THE STARS AND EARTHLY CATASTROPHES

Written by Vladimir Moss

THE STARS AND EARTHLY CATASTROPHES

 

     It is a common belief among pagan peoples that there is a close connection between events in the heavens and events on earth. Stars are seen as gods that cause people to act in certain ways and to experience certain outcomes, good or bad. This is, of course, the false religion of astrology, which so many moderns, even so-called Christians, believe in. It probably goes back as far as Nimrod, who is thought to have practiced astrology on the top of the Tower of Babel. However, as Nimrod tried to get closer and closer to the objects of his worship in the heavens, we read that God looked down from heaven and destroyed the Tower…

     A modern substitute for astrology is astronomy. Of course, modern astronomers would hotly dispute such a judgement, insisting that while astrology is pure superstition without any basis in fact, their researches and probings deeper and deeper into the galaxies are completely rational ventures that produce real knowledge. I wonder... Anybody who has witnessed the peculiar obsession of astronomers and cosmologists with their science, or see the ecstatic outpourings of emotion that accompanied, for example, the successful landing of a space probe onto a frozen comet some months ago by scientists of the European Space Agency, could be forgiven for thinking that there is perhaps more emotion, and less pure reason, involved in these researches than appears on the surface…

     Be that as it may, there is no doubt that events in the heavens can symbolize events on the earth, even if they do not cause them. This has been the belief of many generations of Orthodox Christians. For example, the sun symbolizes Christ, the Sun of Righteousness. And the moon symbolizes the Church, which borrows its light from the Sun and waxes and wanes in accordance with its fortunes on earth. Stars symbolize bishops or churches (Revelation 12.4).

Required tasks |
a. Reproduce word for word the passage of the essay on stars and earthly catastrophes starting at "Be that as it" and ending at "churches (Revelation 12.4).".
b. In the essay on stars and earthly catastrophes, which heavenly bodies are said to symbolize something, and what does each one symbolize?
c. Continue the essay on stars and earthly catastrophes from its final sentence.
The lines that come after the essay on stars and earthly catastrophes are not needed for any task.

(Pointing entries for labeled objects)
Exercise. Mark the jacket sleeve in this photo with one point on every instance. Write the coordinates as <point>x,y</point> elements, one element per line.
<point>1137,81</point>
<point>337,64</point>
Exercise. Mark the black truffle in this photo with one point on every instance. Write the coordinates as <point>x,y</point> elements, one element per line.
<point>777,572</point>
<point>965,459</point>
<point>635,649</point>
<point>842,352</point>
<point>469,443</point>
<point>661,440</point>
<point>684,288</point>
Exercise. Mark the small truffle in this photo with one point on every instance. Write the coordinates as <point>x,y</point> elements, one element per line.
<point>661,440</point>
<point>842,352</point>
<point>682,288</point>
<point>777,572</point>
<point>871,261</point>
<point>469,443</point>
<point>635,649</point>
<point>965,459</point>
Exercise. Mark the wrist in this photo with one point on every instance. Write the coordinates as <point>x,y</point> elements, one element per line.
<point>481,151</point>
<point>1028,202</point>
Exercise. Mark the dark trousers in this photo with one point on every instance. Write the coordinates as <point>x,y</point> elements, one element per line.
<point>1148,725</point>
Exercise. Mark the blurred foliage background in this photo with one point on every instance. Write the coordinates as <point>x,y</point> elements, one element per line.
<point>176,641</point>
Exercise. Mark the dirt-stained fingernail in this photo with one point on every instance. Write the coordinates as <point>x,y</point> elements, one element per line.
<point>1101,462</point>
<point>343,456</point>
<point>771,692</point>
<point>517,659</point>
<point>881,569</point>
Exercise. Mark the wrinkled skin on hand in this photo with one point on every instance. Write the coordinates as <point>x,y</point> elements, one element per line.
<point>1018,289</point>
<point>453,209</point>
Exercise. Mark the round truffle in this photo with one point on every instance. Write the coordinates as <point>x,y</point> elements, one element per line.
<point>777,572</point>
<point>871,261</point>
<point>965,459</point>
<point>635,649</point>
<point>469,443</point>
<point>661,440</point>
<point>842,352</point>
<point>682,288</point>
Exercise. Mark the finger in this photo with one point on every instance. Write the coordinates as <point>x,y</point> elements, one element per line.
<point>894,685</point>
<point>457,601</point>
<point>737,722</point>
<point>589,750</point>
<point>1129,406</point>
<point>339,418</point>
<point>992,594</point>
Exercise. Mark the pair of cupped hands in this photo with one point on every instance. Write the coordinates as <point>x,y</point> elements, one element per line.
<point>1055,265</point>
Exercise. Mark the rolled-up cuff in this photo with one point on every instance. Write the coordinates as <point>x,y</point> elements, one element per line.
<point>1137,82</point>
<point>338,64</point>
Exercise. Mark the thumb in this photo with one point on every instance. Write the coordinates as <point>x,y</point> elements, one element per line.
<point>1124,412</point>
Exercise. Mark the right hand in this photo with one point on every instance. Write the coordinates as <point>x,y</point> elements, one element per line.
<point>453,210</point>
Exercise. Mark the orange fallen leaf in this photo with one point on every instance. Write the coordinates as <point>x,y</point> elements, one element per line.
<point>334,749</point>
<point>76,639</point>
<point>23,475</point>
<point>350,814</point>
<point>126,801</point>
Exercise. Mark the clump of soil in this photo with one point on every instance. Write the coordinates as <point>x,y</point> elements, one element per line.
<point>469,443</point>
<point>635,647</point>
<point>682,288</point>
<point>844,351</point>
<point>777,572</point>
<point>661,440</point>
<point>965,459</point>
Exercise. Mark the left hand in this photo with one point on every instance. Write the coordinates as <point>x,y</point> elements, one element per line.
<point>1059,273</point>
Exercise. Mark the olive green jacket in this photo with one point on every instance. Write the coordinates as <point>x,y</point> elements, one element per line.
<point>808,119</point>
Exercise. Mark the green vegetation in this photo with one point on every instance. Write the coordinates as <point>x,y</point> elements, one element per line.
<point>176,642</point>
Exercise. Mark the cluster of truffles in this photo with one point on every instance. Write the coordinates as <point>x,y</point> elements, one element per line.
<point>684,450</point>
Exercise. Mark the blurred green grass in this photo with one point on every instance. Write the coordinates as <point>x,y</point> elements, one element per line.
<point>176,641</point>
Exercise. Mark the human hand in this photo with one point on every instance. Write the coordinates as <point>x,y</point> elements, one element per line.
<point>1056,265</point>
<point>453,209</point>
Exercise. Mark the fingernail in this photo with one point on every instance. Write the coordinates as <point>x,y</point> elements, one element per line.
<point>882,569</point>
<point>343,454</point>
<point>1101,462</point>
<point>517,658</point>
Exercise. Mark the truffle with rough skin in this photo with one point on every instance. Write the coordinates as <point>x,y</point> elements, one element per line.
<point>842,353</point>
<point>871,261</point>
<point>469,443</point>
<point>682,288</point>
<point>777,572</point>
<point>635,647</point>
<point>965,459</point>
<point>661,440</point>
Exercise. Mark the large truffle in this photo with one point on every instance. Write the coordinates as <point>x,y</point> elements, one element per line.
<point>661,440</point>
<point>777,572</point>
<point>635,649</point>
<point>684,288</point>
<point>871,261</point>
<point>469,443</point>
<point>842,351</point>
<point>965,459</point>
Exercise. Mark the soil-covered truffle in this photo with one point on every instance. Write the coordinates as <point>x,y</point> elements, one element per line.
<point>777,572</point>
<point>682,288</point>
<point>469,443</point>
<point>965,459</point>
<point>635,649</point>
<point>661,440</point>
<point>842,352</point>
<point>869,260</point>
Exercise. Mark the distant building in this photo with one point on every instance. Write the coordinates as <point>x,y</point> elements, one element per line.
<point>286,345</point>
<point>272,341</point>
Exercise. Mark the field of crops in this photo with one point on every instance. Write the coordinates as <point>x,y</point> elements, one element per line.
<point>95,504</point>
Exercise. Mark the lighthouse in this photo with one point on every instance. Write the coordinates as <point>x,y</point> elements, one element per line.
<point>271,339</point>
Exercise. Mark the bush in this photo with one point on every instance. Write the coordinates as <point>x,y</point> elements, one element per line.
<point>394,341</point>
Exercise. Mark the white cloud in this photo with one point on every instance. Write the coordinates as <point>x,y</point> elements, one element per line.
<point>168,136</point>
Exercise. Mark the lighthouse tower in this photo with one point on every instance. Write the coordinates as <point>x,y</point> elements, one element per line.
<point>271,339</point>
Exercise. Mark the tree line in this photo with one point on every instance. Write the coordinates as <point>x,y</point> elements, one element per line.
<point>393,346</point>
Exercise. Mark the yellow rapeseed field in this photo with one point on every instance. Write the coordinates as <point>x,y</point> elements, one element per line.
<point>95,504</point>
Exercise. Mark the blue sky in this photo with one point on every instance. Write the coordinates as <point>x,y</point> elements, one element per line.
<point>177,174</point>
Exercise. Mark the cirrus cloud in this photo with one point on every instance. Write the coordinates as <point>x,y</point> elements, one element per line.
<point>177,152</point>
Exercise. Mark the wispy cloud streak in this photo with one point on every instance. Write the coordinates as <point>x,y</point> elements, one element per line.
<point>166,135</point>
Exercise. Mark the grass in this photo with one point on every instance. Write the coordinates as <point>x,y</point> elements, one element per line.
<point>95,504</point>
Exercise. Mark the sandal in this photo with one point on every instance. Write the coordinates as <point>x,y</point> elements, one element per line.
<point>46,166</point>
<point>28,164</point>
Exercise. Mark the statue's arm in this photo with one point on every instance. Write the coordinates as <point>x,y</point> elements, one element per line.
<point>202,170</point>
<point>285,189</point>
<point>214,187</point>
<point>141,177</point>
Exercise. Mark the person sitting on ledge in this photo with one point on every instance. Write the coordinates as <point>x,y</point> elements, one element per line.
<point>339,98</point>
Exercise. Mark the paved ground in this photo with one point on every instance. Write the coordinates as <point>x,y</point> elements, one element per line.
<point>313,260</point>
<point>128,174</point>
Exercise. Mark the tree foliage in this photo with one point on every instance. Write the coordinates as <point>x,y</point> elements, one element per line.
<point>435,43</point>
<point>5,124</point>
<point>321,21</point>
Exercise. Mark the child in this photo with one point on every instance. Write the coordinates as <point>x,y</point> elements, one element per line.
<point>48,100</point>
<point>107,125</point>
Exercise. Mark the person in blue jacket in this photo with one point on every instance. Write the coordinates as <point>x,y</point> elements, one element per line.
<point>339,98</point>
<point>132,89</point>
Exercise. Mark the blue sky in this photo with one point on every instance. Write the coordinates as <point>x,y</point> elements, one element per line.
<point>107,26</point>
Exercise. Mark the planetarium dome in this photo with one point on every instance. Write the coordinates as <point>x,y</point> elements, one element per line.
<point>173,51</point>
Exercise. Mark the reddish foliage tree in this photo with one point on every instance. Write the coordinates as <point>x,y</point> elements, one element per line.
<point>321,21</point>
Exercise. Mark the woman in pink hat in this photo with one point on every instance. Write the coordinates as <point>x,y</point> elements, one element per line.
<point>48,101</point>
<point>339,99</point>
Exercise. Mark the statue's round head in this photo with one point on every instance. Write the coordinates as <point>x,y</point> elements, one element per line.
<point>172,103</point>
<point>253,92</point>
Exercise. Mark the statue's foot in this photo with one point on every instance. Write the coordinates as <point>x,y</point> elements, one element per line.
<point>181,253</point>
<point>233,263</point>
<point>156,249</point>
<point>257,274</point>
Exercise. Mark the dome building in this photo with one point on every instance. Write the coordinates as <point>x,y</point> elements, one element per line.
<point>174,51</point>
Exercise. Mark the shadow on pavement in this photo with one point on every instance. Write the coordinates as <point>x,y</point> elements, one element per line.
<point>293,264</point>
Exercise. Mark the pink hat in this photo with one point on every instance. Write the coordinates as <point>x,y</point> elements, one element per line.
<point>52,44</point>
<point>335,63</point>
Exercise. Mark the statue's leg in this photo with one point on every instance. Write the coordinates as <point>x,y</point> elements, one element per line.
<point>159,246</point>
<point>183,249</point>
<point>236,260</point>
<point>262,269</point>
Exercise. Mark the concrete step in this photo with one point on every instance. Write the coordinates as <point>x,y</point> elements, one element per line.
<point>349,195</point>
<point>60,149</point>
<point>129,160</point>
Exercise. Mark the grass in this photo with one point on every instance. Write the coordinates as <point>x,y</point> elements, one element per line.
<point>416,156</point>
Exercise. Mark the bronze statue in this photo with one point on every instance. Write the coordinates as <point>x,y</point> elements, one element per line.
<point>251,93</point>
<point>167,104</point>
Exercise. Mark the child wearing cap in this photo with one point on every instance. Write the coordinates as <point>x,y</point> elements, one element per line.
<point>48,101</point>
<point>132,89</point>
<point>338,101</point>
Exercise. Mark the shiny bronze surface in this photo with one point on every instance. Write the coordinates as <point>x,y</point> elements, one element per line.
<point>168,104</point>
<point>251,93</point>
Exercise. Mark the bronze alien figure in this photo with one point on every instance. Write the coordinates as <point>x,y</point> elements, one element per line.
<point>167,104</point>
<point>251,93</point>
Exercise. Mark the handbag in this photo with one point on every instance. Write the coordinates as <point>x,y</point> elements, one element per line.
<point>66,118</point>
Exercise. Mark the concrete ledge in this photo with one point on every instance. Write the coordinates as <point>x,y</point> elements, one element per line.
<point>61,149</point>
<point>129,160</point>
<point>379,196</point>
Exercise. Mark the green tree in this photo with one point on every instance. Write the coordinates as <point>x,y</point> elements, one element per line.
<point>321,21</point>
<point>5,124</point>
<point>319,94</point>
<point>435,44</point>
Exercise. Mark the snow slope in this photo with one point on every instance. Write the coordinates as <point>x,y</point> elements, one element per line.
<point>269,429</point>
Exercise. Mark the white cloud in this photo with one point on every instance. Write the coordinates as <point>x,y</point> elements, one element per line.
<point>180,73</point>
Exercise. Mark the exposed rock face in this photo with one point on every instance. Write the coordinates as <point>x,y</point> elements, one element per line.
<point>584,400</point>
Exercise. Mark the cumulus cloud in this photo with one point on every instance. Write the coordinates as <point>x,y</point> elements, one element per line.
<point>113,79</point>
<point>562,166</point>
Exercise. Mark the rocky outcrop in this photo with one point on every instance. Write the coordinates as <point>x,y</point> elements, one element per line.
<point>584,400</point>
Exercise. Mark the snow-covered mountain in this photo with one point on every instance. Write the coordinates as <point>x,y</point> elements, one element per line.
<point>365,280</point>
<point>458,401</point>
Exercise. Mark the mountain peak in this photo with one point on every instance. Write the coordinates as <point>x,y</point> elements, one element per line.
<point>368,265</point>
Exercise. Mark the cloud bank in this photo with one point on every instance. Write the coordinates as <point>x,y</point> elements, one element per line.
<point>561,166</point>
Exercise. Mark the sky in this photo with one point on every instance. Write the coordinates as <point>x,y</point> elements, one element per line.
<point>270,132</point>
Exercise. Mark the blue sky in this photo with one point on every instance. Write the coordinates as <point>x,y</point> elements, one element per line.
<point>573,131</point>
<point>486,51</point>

Results for the exercise |
a.
Be that as it may, there is no doubt that events in the heavens can symbolize events on the earth, even if they do not cause them. This has been the belief of many generations of Orthodox Christians. For example, the sun symbolizes Christ, the Sun of Righteousness. And the moon symbolizes the Church, which borrows its light from the Sun and waxes and wanes in accordance with its fortunes on earth. Stars symbolize bishops or churches (Revelation 12.4).

b.
- The sun symbolizes Christ, the Sun of Righteousness.
- The moon symbolizes the Church.
- Stars symbolize bishops or churches.

c.
     Moreover, major events in Church history have often been foreshadowed, it would seem, by unusual events in the sky. Thus the momentous event of the Great Schism was heralded in the heavens by a huge explosion. “Arab and Chinese astronomers recorded the appearance of the bright Crab Supernova in [July] 1054. At X-ray and gamma-ray energies above 30 KeV, the Crab is generally the strongest persistent source in the sky today.”[1] Again, in 1066, as armies were being assembled in France to invade Orthodox England, Halley’s Comet flashed across the sky. Again, in July, 1927, as Metropolitan Sergius signed his notorious pro-Soviet declaration that would elicit the greatest schism in the Orthodox Church since 1054, a major earthquake took place in Jerusalem. And now astronomers around the world are getting very excited by an extraordinary upcoming event...

     Recently[2], a BBC4 programme first summarized what is known about black holes, those terrifying objects of enormous gravity where the laws of physics cease to operate and which do not allow matter or light to escape from them once it has crossed the black hole’s “event horizon”. Then it went on to report on an extraordinary event due to take place in the summer of 2017: a gas cloud, or perhaps an unusually shaped star, is due to cross the event horizon of the black hole at the centre of our own galaxy, the Milky Way – and that event will be visible with the aid of special new telescopes. The scientists don’t know exactly what will happen at that point, but one hypothesis is that just before disappearing into impenetrable and irreversible blackness in the midst of the black hole, the wandering star will flare up and produce an extraordinarily bright light.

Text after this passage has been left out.